* START Page *

The Committee recalls that all of its outstanding comments have raised issues directly relating to the recommendations of the Commission of Inquiry.
Article 2 of the Convention. The Committee recalls that in its previous comments it had noted that Presidential Decree No. 605 on certain issues of state registration of public associations and their unions (confederations) of 6 October 2006, abolished the Republican Registration Commission. It further noted that responsibility for registration now lies with the Ministry of Justice, departments of justice of the regional executive councils and the Minsk City Executive Committee, and requested the Government to keep it informed of the manner in which registration is carried out by these authorities, as well as of any practical obstacles noted in relation to the right of workers to form and join organizations of their own choosing. The Committee regrets that no information was provided by the Government in this respect, except for an indication that in 2006–07, four out of six trade unions affiliated to the Radio and Electronic Workers’ Union (REWU), which submitted applications for registration, were registered. The Committee understands that two organizations remain unregistered. Furthermore, the Committee notes from the conclusions of the Committee on Freedom of Association contained in its 345th Report, that no progress had been made in respect of the Commission’s recommendations to register the primary-level organizations that were the subject of the complaint. The Committee further notes that the non-registration of primary trade organizations has led to the denial of registration of three regional organizations of the Belarusian Free Trade Union (BFTU) (organizations in Mogilev, Baranovichi and Novopolotsk-Polotsk). The Committee therefore expresses the firm hope that the Government will take all necessary measures for the immediate re-registration of these organizations both at the primary and the regional level so that these workers may exercise their right to form and join organizations of their own choosing without previous authorization. It once again further requests the Government to keep it informed of the process of registration before such bodies and to provide information on the number of organizations registered and those denied registration.
The Committee notes the Government’s indication that in order to improve legislation and practice with regard to the establishment and registration of trade unions, a draft trade union law has been prepared with the participation of the social partners and the assistance of the ILO. With the adoption of that law, Presidential Decree No. 2 of 1999 will cease to have effect. The Committee takes note of the draft law on trade unions in its May 2007 version and wishes to raise the following points.
The Committee notes that the draft provides for a simplified procedure for the establishment of trade unions at the enterprise level for unions without legal personality, which would simply be placed in the register (recorded), as opposed to those with legal personality, which must be registered. However, the practical distinction in Belarus between trade unions with and those without legal personality is not sufficiently clear to the Committee. The Committee must once again recall that, when legislation makes the acquisition of legal personality a prerequisite for the existence and functioning of organizations, the conditions for acquiring legal personality must not be such that they amount to a de facto requirement for previous authorization to establish an organization, which would be tantamount to calling into question the application of Article 2 (see General Survey of 1994 on freedom of association and collective bargaining, paragraph 76). The Committee therefore requests the Government to provide full details on the envisaged distinction between unions with legal personality and those without, as well as on the impact that this distinction would have upon the functioning of trade unions.

* END Page *

▸ What is asked
a – Using the passage on trade union registration, decide whether each statement agrees with it: (i) Presidential Decree No. 605 did away with the Republican Registration Commission; (ii) every REWU-affiliated union that applied for registration in 2006–07 was registered; (iii) the draft trade union law was drawn up without the social partners. Answer yes or no for each, quoting the words that settle it.
b – Carry the passage on trade union registration forward with the next paragraph, starting after its final sentence.

* START Stored data *

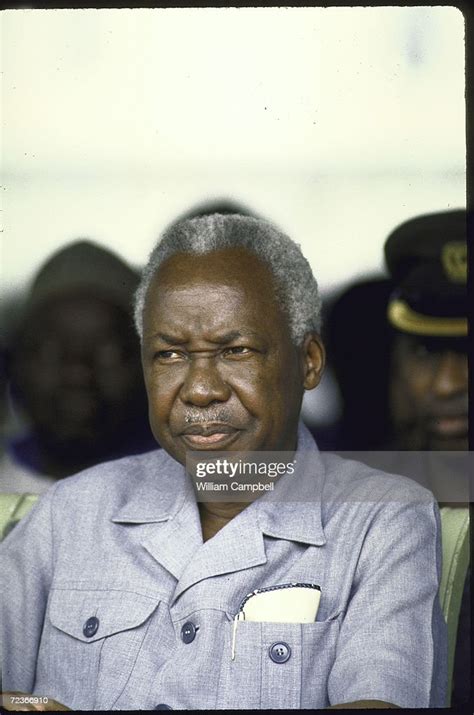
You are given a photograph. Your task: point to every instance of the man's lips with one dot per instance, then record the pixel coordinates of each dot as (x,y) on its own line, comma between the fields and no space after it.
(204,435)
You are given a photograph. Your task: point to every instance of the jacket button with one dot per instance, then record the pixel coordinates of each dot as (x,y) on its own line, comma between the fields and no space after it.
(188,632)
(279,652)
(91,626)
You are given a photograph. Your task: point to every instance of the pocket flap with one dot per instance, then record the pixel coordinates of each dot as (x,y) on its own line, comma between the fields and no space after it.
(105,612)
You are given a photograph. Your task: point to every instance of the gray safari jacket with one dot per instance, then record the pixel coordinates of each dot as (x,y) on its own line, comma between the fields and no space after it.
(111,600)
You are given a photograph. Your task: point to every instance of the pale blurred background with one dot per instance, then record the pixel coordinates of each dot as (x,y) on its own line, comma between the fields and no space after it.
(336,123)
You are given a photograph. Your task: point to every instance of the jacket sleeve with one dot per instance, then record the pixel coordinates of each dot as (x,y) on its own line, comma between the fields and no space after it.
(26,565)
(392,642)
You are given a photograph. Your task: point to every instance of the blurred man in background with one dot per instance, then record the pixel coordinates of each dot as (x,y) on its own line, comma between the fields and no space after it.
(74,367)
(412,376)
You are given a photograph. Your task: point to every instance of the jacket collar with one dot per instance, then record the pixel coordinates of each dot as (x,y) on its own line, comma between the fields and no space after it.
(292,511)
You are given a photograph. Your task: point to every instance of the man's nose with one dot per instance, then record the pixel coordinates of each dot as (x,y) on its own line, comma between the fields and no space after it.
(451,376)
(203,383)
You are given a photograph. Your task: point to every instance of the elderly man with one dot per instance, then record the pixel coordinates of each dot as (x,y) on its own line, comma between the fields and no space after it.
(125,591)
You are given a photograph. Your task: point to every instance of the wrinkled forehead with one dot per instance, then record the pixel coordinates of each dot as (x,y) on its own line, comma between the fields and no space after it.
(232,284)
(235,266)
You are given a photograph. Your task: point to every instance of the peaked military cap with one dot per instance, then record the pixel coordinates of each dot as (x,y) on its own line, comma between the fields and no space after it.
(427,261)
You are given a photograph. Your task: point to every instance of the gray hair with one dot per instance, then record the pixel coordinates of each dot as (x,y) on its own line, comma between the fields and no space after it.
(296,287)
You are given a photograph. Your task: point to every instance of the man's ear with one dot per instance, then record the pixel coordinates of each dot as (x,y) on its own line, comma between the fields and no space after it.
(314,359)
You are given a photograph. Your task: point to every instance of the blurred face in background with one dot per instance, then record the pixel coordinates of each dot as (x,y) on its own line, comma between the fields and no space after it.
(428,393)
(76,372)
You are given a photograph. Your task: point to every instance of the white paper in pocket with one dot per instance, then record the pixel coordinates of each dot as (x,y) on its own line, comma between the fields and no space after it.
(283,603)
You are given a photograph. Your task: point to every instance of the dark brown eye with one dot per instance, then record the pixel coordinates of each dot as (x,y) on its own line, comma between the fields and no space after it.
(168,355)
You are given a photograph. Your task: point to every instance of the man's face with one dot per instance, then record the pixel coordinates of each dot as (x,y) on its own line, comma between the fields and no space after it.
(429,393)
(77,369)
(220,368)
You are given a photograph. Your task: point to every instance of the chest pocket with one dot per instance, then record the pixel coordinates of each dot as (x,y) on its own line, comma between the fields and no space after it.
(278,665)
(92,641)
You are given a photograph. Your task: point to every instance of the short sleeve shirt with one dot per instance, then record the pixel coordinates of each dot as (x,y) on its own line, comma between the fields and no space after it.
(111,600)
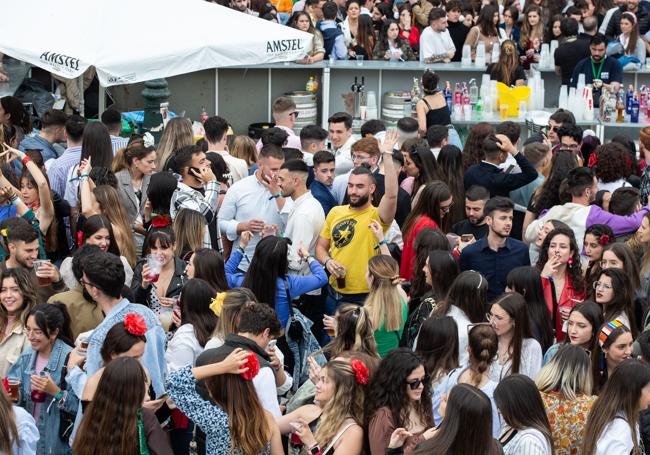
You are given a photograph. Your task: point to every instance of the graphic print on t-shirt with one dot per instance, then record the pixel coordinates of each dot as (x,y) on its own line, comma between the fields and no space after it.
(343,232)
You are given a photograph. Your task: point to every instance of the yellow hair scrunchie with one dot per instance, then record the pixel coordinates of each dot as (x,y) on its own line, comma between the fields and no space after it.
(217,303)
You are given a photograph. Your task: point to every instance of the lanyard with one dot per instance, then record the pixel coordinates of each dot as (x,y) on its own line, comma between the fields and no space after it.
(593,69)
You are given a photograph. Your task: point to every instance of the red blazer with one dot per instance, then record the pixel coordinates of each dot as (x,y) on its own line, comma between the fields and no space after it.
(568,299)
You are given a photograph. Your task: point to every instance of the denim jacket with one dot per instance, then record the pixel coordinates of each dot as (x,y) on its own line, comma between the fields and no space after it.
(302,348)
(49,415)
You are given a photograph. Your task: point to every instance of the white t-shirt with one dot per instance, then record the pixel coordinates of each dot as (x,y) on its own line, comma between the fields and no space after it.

* END Stored data *

▸ Answers to the exercise
a –
(i) Yes: "abolished the Republican Registration Commission"
(ii) No: "four out of six trade unions affiliated to the Radio and Electronic Workers’ Union (REWU), which submitted applications for registration, were registered"
(iii) No: "a draft trade union law has been prepared with the participation of the social partners and the assistance of the ILO"

b –
The Committee further notes that the draft proposes to maintain the 10 per cent membership requirement to be registered at the enterprise level (section 15 of the draft law). Recalling that for a number of years it has been requesting the Government to amend this minimum membership requirement, the Committee requests the Government to take the necessary measures to lower this requirement, which it considers too high, particularly in large enterprises.
The Committee also notes that the legal address requirement is maintained for all those enterprise-level trade unions wishing to register, as well as for all higher-level trade unions. Those trade unions at the enterprise level not seeking legal personality would need to provide a contact address. The Committee notes that the draft does not provide for a clear definition of “contact address” and “legal address”. In this respect, the Committee recalls that the Commission of Inquiry had noted that the requirement of legal address has created obstacles to trade union registration due, among other reasons, to the absence of clear rules on what may be an appropriate location for an organization’s legal address if the location with a qualified legal address is not provided by the employer. In light of the frequency with which requests for registration at all levels had been denied on the basis of an unacceptable legal address, the Committee requests the Government to take the necessary measures to ensure that any new legislation allows registration of all workers’ organizations requesting registration on the basis of simplified requirements concerning the provision of a valid address, regardless of the level.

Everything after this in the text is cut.